** TASK ITEM **
In this data, count the lines in which "torii" appears and give only that number.

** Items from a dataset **
· · ·

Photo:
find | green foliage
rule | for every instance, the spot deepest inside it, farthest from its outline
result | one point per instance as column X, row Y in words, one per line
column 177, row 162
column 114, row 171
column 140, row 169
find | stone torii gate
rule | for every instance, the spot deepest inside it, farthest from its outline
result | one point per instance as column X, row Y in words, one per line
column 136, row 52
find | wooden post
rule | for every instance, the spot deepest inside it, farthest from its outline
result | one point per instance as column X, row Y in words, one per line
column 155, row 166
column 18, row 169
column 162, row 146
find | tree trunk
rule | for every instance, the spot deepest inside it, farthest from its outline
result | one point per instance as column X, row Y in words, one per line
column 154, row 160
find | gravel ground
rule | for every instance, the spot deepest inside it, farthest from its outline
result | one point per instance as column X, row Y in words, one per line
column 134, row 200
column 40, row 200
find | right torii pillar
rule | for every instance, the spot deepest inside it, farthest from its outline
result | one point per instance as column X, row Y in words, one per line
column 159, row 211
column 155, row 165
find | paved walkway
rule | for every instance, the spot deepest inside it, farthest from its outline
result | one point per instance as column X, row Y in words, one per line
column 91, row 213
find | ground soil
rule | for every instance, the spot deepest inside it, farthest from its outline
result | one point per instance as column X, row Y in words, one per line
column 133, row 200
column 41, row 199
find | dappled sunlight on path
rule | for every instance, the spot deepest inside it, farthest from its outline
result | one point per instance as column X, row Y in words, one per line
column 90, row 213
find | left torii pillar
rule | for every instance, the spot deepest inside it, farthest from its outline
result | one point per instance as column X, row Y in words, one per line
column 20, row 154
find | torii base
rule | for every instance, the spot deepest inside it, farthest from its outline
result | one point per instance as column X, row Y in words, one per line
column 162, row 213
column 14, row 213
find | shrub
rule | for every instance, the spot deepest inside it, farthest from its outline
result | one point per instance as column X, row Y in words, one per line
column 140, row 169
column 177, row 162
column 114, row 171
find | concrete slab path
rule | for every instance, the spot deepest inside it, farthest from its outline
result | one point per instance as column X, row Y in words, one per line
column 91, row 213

· · ·

** ANSWER TO THE EXERCISE **
4